== DIRECTION ==
Write out the whole passage on settling for less word for word, from its first line through its last.

== READING TEXT ==

A so-so job. An okay relationship. An all-right life. That’s hardly the stuff our wildest dreams or deepest desires are made of. And yet, when reality tugs, how often do we end up settling for less? How often do we lose sight of what we truly want in exchange for a tolerable reality?
It has been said that if you settle for less than you deserve, chances are you’ll get even less than what you settled for. So what are the signs you are settling for less in a relationship? And how do you stop settling for less? Before diving into that, let’s first see what settling for less looks like.
What Does Settling For Less Mean?
So what does settling for less mean? It means letting go of the very things that define you, the beliefs that reflect who you are, and the values that are at your core. It’s about stifling your own voice. It’s about accepting something less than what you want or deserve, even if it makes you unhappy. And that’s different from compromise. Here’s how.
Related Reading: 9 Signs Of Unhealthy Compromise In A Relationship
Settling vs compromise
All romantic relationships involve some form of adjustment and give and take. And it may not always be equal. Some days, you may be called upon to give more than you get. On others, you may meet halfway to do what needs to be done. At times, it may even mean agreeing to disagree and still finding a way to move forward as a team.

== DATA SECTION ==
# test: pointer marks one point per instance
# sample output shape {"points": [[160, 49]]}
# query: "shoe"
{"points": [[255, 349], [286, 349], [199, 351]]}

== EXERCISE ANSWER ==
A so-so job. An okay relationship. An all-right life. That’s hardly the stuff our wildest dreams or deepest desires are made of. And yet, when reality tugs, how often do we end up settling for less? How often do we lose sight of what we truly want in exchange for a tolerable reality?
It has been said that if you settle for less than you deserve, chances are you’ll get even less than what you settled for. So what are the signs you are settling for less in a relationship? And how do you stop settling for less? Before diving into that, let’s first see what settling for less looks like.
What Does Settling For Less Mean?
So what does settling for less mean? It means letting go of the very things that define you, the beliefs that reflect who you are, and the values that are at your core. It’s about stifling your own voice. It’s about accepting something less than what you want or deserve, even if it makes you unhappy. And that’s different from compromise. Here’s how.
Related Reading: 9 Signs Of Unhealthy Compromise In A Relationship
Settling vs compromise
All romantic relationships involve some form of adjustment and give and take. And it may not always be equal. Some days, you may be called upon to give more than you get. On others, you may meet halfway to do what needs to be done. At times, it may even mean agreeing to disagree and still finding a way to move forward as a team.